Records from a data source:
'''

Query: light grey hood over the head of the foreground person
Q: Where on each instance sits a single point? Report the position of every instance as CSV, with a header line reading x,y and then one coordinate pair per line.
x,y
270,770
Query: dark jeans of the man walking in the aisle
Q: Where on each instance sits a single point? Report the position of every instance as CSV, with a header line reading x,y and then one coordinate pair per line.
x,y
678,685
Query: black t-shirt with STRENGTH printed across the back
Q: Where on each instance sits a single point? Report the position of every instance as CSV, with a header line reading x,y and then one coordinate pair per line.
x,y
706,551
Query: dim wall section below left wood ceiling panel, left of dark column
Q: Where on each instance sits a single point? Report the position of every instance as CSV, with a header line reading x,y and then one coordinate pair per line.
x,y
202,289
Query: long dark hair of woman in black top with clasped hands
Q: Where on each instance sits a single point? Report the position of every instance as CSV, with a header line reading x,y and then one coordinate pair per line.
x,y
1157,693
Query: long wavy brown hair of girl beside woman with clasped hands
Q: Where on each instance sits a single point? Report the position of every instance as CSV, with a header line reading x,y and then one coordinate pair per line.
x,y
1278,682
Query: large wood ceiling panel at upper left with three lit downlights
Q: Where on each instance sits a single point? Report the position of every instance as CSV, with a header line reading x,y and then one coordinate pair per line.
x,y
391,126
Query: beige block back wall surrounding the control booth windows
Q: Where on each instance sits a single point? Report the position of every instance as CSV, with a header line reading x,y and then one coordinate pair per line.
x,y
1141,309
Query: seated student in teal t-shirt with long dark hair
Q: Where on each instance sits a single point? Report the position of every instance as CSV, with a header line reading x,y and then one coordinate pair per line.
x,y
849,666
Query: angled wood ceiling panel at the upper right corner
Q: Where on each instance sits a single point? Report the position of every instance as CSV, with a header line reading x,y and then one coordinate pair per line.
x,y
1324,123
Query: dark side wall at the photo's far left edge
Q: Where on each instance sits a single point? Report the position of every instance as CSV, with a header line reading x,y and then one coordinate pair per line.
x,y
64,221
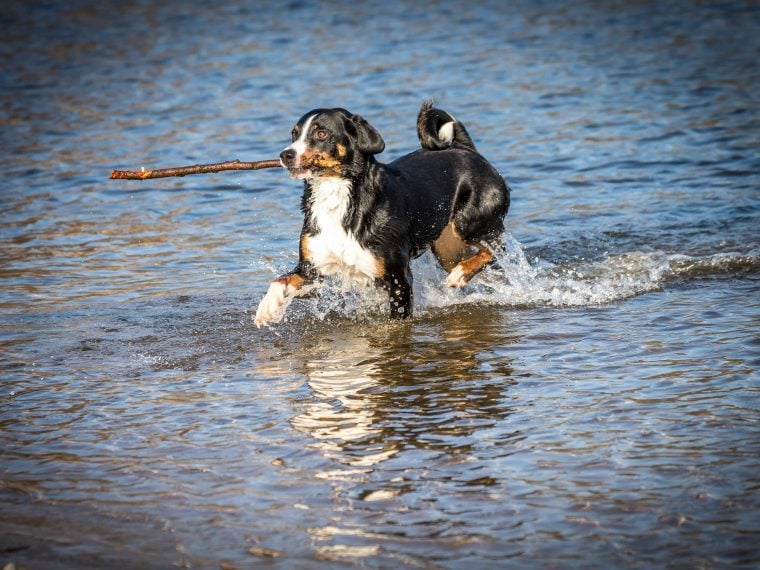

'''

▶ **YOUR TASK**
Say how many lines in the data hold the string "clasped", and write nothing else.

▶ **THE COMPLETED TASK**
2